Shaun Ellis puts the arm on an unsuspecting Brooks Bollinger

Shaun Ellis had done it before against the same quarterback, flying around the right tackle, building up his momentum for a sack. But Ellis would stop just short, since on those occasions quarterback Brooks Bollinger was wearing the red practice jersey and he his green practice jersey, and hitting the QB was forbidden.

That was as recently as last summer.

On Friday night, during the Jets' 37-20 preseason loss to the Minnesota Vikings, Ellis finally got a chance to finish a sack on Bollinger, not once, but twice.

"You know Brooks did a good job of hard-counting," said Ellis, who laughed when asked what it was like going against his old teammate. "A couple times he almost got me to jump. I had to hold back a little bit."

But not enough to prevent him from getting two sacks, a feat he last accomplished during the 2006 regular season against Indianapolis.

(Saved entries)
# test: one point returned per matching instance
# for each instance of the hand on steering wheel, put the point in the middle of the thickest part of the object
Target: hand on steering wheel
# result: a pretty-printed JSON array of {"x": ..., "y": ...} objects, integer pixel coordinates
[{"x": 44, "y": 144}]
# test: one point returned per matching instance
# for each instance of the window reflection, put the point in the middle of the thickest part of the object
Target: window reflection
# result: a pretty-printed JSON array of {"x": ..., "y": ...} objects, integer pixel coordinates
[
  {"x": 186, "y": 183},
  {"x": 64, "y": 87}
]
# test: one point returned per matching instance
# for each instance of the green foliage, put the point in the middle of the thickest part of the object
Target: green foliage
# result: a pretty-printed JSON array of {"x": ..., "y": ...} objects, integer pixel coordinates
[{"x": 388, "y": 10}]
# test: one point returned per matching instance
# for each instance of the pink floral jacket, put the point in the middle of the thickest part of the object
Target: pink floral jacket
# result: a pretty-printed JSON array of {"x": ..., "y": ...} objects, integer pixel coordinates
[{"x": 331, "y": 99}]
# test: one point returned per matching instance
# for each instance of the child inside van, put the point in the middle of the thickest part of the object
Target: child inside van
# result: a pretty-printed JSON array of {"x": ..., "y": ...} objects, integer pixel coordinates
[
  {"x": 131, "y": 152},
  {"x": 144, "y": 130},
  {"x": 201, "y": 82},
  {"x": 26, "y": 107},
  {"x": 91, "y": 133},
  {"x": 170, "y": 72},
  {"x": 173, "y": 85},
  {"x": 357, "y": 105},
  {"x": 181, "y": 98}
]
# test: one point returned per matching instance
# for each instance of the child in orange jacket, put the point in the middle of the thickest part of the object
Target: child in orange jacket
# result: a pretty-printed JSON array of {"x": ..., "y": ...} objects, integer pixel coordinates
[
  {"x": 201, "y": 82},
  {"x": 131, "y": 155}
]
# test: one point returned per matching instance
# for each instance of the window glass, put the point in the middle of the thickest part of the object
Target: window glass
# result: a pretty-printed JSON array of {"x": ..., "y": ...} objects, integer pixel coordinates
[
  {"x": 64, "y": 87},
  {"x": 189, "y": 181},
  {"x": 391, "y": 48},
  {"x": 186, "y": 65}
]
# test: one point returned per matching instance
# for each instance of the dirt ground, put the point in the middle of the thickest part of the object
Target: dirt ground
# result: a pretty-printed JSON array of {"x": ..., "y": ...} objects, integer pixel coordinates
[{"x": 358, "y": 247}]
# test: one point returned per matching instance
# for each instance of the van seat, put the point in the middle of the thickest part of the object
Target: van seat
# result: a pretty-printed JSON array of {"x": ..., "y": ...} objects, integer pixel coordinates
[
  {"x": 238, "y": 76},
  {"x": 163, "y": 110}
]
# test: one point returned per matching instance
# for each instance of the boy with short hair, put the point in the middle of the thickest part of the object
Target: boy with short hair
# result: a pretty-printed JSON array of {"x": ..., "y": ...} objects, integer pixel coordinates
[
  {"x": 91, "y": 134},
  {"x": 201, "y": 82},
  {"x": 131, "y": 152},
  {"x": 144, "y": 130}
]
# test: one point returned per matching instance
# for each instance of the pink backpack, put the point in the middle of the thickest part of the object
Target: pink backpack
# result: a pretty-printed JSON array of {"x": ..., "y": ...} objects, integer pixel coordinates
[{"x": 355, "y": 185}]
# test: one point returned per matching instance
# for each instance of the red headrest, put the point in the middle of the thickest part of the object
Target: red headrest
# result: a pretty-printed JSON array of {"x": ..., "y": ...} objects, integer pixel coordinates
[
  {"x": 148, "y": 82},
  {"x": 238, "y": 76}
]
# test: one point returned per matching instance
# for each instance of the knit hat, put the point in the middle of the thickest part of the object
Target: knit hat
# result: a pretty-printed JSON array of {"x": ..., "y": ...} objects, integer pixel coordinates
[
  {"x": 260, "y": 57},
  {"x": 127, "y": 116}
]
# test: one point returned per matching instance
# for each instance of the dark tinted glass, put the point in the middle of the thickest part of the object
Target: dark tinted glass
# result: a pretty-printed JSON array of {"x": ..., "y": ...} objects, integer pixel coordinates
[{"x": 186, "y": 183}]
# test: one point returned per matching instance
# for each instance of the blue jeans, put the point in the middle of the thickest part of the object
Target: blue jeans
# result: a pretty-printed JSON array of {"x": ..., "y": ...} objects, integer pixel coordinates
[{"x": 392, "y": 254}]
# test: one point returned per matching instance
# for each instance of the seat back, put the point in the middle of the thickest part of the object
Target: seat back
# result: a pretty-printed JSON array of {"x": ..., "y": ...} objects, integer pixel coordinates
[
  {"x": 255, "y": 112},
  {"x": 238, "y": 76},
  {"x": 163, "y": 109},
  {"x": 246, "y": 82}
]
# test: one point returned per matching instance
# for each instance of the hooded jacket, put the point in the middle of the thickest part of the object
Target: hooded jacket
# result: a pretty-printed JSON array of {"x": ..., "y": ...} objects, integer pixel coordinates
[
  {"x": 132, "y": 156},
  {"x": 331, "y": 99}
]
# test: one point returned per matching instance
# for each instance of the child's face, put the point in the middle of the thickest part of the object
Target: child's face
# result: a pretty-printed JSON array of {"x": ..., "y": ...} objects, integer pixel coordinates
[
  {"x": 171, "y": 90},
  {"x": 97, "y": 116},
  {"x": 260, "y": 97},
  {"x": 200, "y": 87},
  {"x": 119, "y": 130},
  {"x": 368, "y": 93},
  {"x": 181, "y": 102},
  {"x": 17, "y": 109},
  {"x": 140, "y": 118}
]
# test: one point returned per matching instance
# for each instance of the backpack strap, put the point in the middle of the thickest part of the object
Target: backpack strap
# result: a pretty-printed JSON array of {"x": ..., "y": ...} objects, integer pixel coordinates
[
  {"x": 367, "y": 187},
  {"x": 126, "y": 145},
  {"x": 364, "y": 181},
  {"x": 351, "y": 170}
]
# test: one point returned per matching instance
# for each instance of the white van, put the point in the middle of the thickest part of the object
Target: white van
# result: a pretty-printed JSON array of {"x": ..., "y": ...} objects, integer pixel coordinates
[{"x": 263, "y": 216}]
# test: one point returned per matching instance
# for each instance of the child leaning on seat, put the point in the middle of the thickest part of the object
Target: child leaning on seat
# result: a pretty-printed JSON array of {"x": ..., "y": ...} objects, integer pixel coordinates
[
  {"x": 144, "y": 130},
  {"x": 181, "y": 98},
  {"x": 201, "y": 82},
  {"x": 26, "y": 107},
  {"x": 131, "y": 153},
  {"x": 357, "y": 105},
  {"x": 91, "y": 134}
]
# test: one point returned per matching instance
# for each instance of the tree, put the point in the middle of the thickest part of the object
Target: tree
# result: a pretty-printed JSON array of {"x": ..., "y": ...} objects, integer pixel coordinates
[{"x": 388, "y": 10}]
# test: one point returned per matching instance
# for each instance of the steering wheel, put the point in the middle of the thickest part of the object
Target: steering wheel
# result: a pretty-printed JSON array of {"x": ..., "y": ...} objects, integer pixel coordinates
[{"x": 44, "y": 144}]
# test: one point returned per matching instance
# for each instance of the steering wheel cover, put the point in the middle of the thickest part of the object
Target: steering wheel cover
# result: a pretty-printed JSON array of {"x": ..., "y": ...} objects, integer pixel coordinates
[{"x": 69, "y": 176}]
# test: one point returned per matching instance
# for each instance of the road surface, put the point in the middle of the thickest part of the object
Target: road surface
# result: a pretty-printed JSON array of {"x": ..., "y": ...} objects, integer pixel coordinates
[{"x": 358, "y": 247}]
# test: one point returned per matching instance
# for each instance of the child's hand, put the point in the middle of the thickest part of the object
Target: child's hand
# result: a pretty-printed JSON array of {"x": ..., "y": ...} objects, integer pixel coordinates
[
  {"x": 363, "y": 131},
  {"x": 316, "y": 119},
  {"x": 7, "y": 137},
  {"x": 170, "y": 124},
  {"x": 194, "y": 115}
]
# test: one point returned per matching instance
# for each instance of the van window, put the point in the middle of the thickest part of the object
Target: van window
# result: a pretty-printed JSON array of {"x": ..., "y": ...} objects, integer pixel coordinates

= YOUR ASSIGNMENT =
Carry on the article about Shaun Ellis sacking Brooks Bollinger from its last sentence.

= RESPONSE BOX =
With the Jets down, 21-6, and under seven minutes to play in the second quarter, Ellis made a speed rush around RT Marcus Johnson to get to Bollinger as he dropped back to pass on third down.

"I just got up on the edge on him, knocked his hands down and got around the corner," he said.

Ellis crumpled Bollinger with a clean sack and the ball came loose. The defensive end completed the play by pulling the football close to his body underneath the pile for the fumble recovery to set up a Jets touchdown before the half.

On the ensuing Vikings series, Ellis got Bollinger again, this time pulling him down from behind as the pocket collapsed.

While victimizing Bollinger twice, Ellis, in his eighth year with the Jets, promoted his ex-teammate from the new perspective of having to go against him in a live game situation.

"Brooks is a good quarterback," he said. "He's a competitor; he knows how to run the offense well. It was good going against him."

Ellis was the bright spot on a night when the Jets defense had difficulty finishing tackles. The Vikings, behind sensational rookie RB Adrian Peterson, made them pay for their mistakes. On a pivotal drive in the second quarter, Peterson ripped off a 43-yard run, juking and spinning away from the Jets defense.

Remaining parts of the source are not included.